━━━ Task data ━━━

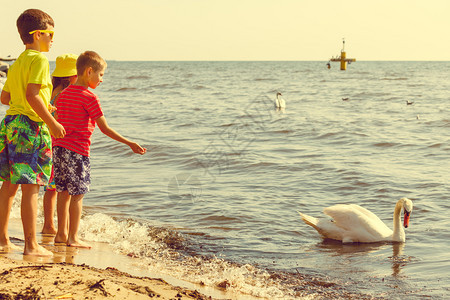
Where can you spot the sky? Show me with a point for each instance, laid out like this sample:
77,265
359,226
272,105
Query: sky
210,30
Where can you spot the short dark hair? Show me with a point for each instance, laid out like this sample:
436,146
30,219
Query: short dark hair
30,20
90,59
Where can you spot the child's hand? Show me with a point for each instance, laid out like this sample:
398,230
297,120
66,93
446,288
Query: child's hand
58,131
137,148
51,108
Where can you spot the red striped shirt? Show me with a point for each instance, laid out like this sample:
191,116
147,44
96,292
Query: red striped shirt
77,110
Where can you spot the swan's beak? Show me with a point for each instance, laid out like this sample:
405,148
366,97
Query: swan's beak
406,218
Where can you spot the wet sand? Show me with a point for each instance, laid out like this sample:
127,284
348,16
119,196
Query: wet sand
95,273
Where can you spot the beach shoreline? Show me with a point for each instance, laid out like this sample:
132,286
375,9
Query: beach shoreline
30,280
89,274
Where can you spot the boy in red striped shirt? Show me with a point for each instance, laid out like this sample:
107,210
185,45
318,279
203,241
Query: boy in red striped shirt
78,110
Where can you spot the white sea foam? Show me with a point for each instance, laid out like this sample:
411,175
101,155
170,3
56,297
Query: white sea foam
152,248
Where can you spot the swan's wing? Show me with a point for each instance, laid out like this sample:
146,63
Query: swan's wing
359,223
325,227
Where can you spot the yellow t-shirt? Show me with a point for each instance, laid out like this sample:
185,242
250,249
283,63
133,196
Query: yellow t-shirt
30,67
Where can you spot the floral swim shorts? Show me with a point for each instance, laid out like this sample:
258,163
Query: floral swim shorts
72,171
25,151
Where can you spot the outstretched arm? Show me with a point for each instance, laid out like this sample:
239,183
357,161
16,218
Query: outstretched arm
104,127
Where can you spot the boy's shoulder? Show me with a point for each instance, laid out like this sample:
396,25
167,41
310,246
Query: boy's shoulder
30,54
77,90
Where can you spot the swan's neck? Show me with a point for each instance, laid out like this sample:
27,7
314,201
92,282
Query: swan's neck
398,234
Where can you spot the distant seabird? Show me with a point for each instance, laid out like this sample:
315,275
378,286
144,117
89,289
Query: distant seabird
279,102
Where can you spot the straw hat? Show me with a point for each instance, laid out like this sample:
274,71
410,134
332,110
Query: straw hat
66,65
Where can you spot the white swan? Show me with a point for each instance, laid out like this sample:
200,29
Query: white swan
279,102
352,223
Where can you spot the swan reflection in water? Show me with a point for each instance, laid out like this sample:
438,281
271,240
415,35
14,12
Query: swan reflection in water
357,257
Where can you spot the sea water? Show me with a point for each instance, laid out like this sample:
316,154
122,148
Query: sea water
215,199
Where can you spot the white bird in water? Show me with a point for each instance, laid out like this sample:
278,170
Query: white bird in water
279,102
352,223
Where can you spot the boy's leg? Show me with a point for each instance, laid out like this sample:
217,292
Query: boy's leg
76,207
62,209
49,212
29,217
7,193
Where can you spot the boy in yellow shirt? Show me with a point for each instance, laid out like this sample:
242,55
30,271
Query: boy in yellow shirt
25,143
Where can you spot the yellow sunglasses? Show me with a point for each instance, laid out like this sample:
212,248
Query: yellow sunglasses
52,33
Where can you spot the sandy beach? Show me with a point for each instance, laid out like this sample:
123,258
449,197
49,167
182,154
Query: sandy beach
32,280
80,274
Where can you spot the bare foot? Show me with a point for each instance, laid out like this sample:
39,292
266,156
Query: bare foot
38,251
60,239
78,244
48,230
10,247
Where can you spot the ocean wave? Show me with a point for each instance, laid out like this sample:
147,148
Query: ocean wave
166,251
138,77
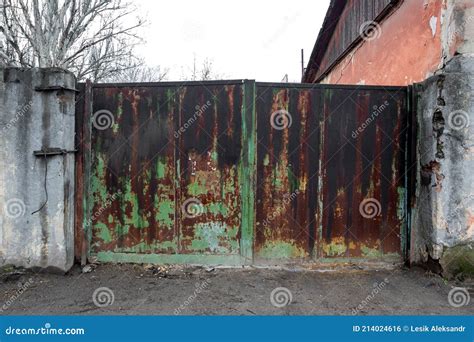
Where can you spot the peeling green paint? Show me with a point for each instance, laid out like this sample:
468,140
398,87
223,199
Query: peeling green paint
335,248
282,250
370,252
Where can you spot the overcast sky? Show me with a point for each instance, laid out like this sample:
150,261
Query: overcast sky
254,39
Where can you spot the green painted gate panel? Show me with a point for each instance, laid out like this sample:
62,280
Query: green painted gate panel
133,170
169,174
287,170
238,172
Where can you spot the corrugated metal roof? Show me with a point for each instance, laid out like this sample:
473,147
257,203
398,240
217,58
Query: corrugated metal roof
340,32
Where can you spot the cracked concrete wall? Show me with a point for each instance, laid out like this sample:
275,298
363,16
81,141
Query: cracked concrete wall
443,229
35,114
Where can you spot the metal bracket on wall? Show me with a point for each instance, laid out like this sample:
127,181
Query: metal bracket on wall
52,151
48,152
56,88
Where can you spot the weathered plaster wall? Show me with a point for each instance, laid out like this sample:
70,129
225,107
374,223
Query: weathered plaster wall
30,119
443,224
407,48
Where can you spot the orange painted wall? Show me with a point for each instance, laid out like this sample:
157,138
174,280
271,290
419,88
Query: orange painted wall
407,50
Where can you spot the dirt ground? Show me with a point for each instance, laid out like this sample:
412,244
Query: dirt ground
154,290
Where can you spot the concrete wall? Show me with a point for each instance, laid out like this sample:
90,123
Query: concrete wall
32,116
443,225
406,48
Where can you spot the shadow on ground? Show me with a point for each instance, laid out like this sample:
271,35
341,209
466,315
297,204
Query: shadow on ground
155,290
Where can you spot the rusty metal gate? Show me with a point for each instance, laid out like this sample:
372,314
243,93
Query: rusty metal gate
238,172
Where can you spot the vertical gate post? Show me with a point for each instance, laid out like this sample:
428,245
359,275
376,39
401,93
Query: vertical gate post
248,171
83,160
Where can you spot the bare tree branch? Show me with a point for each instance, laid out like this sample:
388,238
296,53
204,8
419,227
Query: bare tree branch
88,37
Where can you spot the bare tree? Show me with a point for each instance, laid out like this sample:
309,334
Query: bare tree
87,37
143,73
203,73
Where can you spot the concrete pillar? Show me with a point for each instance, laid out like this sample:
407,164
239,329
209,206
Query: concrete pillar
443,223
36,112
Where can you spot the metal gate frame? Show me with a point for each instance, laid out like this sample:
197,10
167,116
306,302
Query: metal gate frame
249,187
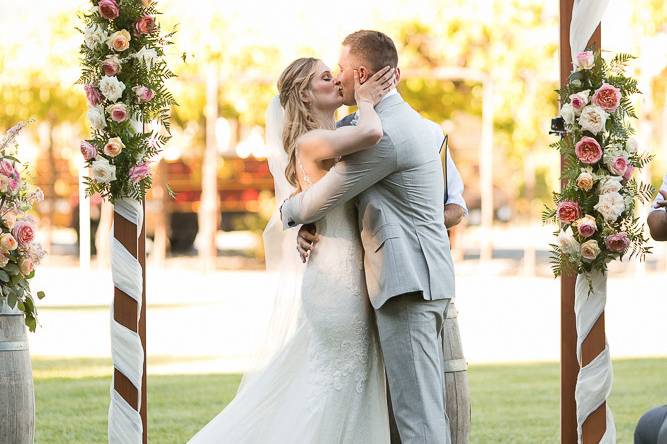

━━━

Report every row above that contains the string "child", copying each such row in full.

Where can you spot the child's hand? Show me with a point for each instance, laid out like this sample:
Query: child's hand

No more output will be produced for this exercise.